--- START OF Information provided ---

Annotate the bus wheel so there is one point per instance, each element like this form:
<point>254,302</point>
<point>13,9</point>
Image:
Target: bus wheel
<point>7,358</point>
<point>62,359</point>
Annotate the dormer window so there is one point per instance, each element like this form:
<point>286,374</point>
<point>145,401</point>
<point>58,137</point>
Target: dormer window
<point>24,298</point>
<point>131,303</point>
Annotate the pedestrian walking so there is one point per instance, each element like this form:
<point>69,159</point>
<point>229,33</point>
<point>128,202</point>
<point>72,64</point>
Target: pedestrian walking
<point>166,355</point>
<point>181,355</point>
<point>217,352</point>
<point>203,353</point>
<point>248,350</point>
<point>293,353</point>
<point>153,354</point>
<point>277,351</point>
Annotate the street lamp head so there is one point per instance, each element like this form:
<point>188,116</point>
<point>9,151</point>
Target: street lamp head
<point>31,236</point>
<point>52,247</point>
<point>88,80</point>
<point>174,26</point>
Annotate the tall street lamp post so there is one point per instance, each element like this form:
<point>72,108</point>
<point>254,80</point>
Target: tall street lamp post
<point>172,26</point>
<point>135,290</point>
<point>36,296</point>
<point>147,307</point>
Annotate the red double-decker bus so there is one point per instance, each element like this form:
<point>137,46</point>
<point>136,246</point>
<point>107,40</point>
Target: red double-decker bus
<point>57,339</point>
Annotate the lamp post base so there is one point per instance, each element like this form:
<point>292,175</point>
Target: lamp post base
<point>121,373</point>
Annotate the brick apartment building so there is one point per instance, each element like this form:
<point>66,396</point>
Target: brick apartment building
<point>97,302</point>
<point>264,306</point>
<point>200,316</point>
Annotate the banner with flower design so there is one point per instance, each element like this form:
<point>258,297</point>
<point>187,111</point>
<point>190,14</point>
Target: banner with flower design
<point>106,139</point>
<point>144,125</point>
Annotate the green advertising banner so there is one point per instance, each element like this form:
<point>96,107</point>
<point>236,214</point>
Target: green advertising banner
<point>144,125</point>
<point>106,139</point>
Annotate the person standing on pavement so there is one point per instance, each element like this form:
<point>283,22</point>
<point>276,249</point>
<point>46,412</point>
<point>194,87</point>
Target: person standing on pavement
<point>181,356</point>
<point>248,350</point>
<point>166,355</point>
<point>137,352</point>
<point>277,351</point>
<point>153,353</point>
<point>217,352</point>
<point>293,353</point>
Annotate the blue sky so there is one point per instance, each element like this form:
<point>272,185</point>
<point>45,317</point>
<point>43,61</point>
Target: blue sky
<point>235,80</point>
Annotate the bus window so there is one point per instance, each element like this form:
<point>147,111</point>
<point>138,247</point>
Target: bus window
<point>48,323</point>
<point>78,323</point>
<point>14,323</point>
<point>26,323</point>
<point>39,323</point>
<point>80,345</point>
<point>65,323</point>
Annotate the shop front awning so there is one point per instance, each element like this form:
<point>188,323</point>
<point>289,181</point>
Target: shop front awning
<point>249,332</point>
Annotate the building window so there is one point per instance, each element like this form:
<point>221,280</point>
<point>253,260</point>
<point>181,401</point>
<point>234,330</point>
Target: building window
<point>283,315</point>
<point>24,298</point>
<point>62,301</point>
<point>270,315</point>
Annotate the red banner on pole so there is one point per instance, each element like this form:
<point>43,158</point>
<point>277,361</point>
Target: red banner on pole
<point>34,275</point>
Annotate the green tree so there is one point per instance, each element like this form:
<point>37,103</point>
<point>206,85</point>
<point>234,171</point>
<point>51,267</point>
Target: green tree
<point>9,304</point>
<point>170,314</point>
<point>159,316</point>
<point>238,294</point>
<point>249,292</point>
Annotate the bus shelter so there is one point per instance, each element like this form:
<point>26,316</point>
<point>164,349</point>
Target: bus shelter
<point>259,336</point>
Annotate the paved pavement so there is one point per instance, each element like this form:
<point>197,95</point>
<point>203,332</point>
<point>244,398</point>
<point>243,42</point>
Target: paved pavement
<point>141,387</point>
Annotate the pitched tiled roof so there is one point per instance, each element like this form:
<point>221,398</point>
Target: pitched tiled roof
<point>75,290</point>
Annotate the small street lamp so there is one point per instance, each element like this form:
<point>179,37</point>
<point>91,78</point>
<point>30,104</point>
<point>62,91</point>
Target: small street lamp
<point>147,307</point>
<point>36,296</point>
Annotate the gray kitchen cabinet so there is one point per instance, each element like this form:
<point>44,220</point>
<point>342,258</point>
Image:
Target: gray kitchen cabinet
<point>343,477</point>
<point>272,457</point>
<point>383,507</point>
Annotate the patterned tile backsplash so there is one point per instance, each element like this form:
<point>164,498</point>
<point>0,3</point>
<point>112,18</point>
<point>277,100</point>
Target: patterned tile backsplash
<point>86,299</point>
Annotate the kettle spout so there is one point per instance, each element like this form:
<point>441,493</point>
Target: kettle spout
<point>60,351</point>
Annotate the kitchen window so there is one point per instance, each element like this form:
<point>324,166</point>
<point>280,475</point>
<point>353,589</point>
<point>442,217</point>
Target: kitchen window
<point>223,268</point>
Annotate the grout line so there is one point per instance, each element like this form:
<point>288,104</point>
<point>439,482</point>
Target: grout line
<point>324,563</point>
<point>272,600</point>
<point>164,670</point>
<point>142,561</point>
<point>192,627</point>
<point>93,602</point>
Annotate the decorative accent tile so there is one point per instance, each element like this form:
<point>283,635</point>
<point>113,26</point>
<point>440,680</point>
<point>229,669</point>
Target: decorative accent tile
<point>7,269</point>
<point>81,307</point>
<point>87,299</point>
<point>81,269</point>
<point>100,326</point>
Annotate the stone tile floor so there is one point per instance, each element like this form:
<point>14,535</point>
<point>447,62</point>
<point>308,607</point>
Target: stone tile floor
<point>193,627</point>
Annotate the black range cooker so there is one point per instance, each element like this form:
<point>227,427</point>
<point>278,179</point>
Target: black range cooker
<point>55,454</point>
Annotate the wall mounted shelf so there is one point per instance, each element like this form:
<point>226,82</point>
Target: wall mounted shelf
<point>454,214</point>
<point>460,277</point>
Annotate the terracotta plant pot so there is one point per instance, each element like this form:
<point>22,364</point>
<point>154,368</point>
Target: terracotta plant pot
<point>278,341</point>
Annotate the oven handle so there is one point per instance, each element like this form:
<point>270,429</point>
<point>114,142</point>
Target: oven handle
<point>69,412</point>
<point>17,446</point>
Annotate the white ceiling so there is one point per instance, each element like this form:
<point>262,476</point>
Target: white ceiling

--- END OF Information provided ---

» Problem requirements
Rescale the material from the line with "Annotate the grout" through the line with "<point>460,277</point>", repeating every line (requests included) but multiplying each answer coordinate by 2.5 and rounding to a whole number, with halves rounded up. Keep the numbers in the requests and their sample points as they are, and give only those lines.

» Written answer
Annotate the grout line so there is one point per instance, each element like this form:
<point>288,104</point>
<point>439,482</point>
Target: grout line
<point>810,1408</point>
<point>680,1500</point>
<point>410,1675</point>
<point>355,1403</point>
<point>480,1568</point>
<point>233,1505</point>
Annotate the decorative accent tile so there is one point per instance, each element like this form:
<point>283,635</point>
<point>113,26</point>
<point>440,680</point>
<point>229,669</point>
Target: decorative accent tile
<point>18,673</point>
<point>203,768</point>
<point>218,748</point>
<point>203,673</point>
<point>250,815</point>
Annotate the stone tile floor so there is one point per instance, each element like this form:
<point>14,535</point>
<point>447,62</point>
<point>308,607</point>
Target: stone tile floor
<point>483,1568</point>
Annotate the black range cooker so there is one point per instance, each element like this form:
<point>227,427</point>
<point>278,179</point>
Target: black range cooker
<point>138,1135</point>
Annotate the wall mounted shelf so there is one point per instance, each element like this form:
<point>226,82</point>
Target: wall mounted shelf
<point>1135,535</point>
<point>1150,693</point>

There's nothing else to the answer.